- **GOAL 1**:
Reproduce the following excerpt on charge controller voltages word for word, in its entirety.

- **EXTRACT**:
<<<<

The cheap controller, if it allows more voltage in the ABSorption stage than the particular AGMs want, especially on Hot AGMs, can indeed overcharge the AGM.

Hotter temps voltages should be adjusted down, colder temps adjusted upwards. the ABSV listed by manufacturers is for 77 to 80F.

I've no data on the cheap Renology controller or what the set ABSV voltage is, but that is the key figure with all batteries, and many controllers/ charging sources without adjustable absV will set them low as undercharging is safer than overcharging, at the expense of battery life
These are taken directly from Renogy's manual on the cheap, 30a charge controller:
Battery Parameters
Description Parameter
Load Disconnect 11.1V (12V), 22.2V (24V)
Load Reconnect 12.6V (12V), 25.2V (24V)
Equalization Voltage (30 minutes) 14.6V (12V), 29.2V (24V)
Boost Voltage (30 minutes) 14.4V (12V), 28.8V (24V)
Float Voltage 13.6V (12V), 27.2V (24V)
Battery type
Sealed Lead Acid and Flooded
From what you said it looks like it will be safe (from over-charging).

Sternwake said:
I think your 50 to 60AH harvest estimate is a bit generous unless you are moving the 100 watt panel to face directly into the sun several times a day.

>>>>

- **DATASET ROWS**:
<<<<

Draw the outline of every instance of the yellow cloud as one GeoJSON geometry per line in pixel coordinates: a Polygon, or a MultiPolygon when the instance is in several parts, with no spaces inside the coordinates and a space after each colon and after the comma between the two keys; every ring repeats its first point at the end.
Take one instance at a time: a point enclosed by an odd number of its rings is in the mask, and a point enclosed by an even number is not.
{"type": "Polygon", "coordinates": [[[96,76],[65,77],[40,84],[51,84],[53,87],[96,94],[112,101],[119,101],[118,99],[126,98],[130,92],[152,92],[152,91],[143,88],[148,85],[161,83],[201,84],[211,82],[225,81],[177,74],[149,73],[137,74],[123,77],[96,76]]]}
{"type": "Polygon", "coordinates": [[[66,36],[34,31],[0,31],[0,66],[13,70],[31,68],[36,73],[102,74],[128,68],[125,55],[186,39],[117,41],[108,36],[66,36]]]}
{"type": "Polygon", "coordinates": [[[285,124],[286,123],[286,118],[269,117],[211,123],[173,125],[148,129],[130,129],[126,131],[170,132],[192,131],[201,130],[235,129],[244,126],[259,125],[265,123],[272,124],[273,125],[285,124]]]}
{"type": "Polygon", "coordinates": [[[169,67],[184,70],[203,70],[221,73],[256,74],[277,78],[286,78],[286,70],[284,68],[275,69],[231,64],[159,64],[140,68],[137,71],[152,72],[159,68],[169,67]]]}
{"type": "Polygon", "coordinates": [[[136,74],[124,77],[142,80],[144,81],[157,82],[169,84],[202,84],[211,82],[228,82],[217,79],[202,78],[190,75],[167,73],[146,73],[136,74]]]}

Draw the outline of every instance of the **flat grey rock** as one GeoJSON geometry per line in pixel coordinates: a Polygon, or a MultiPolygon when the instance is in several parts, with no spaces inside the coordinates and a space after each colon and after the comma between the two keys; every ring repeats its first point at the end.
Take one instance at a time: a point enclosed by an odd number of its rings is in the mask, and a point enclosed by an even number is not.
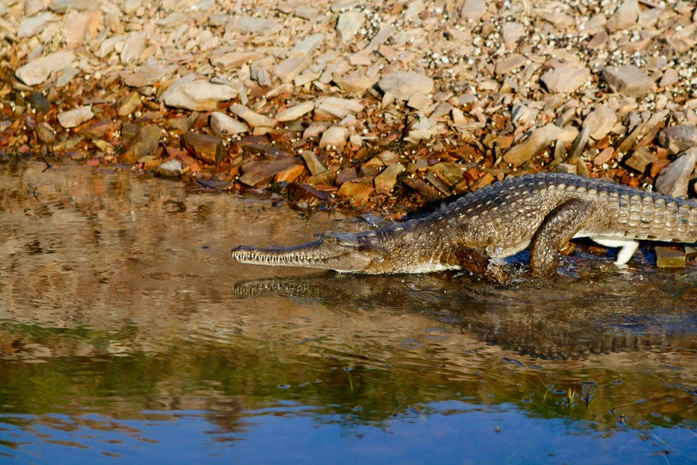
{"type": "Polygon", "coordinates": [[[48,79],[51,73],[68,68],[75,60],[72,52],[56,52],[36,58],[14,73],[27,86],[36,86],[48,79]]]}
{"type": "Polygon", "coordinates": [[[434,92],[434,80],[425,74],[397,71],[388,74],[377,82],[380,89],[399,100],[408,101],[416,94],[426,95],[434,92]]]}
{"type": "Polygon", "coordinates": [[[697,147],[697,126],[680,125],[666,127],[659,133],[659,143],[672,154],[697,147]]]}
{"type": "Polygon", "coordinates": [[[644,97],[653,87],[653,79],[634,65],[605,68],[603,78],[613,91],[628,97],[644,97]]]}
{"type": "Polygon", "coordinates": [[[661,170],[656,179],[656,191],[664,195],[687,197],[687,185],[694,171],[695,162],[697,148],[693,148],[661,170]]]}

>>>>
<<<<

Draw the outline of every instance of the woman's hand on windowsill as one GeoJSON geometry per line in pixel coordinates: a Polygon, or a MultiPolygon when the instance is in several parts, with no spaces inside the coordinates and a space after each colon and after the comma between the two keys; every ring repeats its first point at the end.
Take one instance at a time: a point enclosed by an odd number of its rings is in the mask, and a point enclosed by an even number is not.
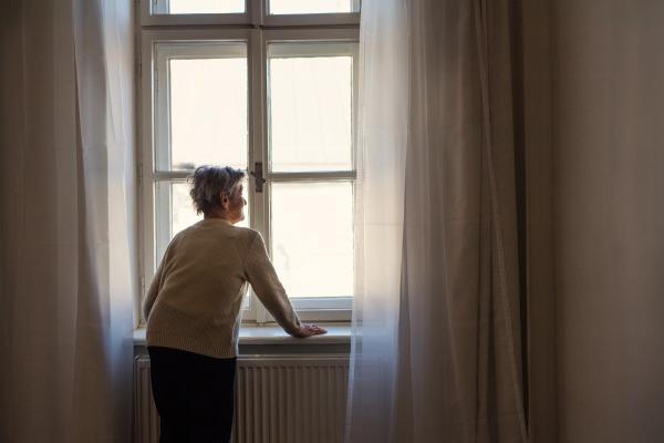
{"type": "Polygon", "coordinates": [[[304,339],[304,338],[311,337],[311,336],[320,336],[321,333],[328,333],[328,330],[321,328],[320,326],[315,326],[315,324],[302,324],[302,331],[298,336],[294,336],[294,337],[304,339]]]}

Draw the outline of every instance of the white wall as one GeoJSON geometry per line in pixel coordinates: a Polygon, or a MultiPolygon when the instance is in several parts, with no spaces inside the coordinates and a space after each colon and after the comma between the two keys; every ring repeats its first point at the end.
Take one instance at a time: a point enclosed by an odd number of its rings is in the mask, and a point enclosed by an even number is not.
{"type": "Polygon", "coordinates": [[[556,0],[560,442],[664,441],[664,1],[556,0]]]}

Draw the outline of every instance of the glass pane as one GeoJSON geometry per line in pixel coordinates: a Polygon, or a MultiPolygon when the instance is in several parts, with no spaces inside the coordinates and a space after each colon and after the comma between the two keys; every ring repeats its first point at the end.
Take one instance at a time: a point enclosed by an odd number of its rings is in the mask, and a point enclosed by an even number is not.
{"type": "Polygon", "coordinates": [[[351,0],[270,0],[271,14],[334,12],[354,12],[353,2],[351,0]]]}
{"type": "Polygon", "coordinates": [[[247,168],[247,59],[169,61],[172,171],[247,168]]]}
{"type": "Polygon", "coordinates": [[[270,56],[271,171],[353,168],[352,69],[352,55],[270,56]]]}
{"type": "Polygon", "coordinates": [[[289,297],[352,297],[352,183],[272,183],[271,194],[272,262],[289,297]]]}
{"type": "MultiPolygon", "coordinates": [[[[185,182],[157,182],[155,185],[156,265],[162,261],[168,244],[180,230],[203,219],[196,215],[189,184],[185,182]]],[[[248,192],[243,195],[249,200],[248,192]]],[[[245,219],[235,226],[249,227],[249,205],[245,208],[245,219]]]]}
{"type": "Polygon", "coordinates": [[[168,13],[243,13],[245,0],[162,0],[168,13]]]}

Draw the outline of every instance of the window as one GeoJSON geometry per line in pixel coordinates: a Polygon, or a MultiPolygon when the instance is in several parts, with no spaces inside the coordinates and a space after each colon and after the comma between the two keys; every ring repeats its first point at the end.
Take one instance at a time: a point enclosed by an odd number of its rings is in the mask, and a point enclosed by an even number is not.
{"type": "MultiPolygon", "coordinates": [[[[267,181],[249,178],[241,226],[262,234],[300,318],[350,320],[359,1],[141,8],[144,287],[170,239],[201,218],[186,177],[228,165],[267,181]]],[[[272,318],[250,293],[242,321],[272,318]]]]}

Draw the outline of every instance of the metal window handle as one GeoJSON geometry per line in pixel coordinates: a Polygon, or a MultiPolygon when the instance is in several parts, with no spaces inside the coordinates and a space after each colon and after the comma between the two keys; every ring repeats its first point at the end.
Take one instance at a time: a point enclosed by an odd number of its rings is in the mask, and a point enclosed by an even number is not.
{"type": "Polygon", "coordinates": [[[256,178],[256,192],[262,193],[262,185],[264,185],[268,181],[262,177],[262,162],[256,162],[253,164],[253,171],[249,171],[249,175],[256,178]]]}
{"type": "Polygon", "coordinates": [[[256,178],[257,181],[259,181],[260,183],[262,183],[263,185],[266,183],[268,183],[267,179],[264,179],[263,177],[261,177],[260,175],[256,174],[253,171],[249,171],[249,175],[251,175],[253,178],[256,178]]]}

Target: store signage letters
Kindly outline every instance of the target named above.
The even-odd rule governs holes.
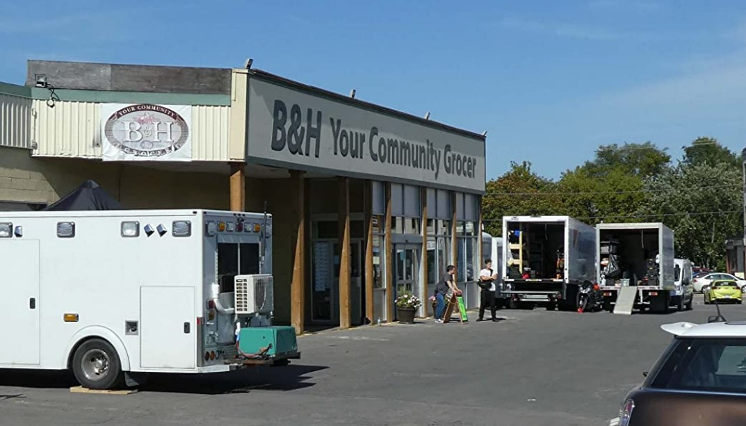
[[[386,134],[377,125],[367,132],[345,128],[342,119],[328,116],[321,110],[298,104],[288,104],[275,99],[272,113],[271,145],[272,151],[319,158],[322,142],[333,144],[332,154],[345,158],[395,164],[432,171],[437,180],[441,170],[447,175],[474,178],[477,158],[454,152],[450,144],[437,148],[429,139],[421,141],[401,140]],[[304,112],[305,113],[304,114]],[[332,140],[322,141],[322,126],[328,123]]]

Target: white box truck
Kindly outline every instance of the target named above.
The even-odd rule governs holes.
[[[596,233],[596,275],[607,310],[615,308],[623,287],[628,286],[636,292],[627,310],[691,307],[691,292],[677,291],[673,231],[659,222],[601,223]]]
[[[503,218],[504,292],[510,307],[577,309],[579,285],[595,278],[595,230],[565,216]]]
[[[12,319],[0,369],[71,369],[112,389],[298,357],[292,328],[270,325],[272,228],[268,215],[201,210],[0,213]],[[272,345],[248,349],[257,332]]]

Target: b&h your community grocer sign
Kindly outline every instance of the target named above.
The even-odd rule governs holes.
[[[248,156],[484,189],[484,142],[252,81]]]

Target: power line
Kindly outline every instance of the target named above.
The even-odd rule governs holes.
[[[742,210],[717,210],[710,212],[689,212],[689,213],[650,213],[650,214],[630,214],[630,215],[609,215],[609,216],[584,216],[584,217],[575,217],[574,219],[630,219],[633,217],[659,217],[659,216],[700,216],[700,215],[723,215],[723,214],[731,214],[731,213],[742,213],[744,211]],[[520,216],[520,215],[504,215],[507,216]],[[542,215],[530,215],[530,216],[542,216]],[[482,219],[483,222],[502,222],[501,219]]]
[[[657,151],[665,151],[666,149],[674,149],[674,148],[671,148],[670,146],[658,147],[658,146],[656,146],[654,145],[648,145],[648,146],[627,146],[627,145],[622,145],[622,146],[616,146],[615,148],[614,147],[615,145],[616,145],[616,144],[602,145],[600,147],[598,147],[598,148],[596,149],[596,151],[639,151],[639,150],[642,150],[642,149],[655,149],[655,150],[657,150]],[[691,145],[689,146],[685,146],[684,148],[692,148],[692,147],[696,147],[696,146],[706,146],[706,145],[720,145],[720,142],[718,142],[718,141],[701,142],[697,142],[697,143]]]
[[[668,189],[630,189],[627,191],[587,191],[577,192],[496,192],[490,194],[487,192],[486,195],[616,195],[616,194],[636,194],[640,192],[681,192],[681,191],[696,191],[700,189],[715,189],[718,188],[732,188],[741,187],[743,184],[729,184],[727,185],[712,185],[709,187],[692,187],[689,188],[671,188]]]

>>>>

- **GOAL 2**:
Quote the rows above from the one containing "Target: b&h your community grocer sign" through the one containing "[[[248,156],[484,189],[484,142],[252,81]]]", inclusive.

- **FULL OUTPUT 1**:
The cheap controller, if it allows more voltage in the ABSorption stage than the particular AGMs want, especially on Hot AGMs, can indeed overcharge the AGM.

Hotter temps voltages should be adjusted down, colder temps adjusted upwards. the ABSV listed by manufacturers is for 77 to 80F.

I've no data on the cheap Renology controller or what the set ABSV voltage is, but that is the key figure with all batteries, and many controllers/ charging sources without adjustable absV will set them low as undercharging is safer than overcharging, at the expense of battery life
These are taken directly from Renogy's manual on the cheap, 30a charge controller:
Battery Parameters
Description Parameter
Load Disconnect 11.1V (12V), 22.2V (24V)
Load Reconnect 12.6V (12V), 25.2V (24V)
Equalization Voltage (30 minutes) 14.6V (12V), 29.2V (24V)
Boost Voltage (30 minutes) 14.4V (12V), 28.8V (24V)
Float Voltage 13.6V (12V), 27.2V (24V)
Battery type
Sealed Lead Acid and Flooded
From what you said it looks like it will be safe (from over-charging).

Sternwake said:
I think your 50 to 60AH harvest estimate is a bit generous unless you are moving the 100 watt panel to face directly into the sun several times a day.

- **FULL OUTPUT 2**:
Target: b&h your community grocer sign
Kindly outline every instance of the target named above.
The even-odd rule governs holes.
[[[248,156],[484,189],[484,142],[252,81]]]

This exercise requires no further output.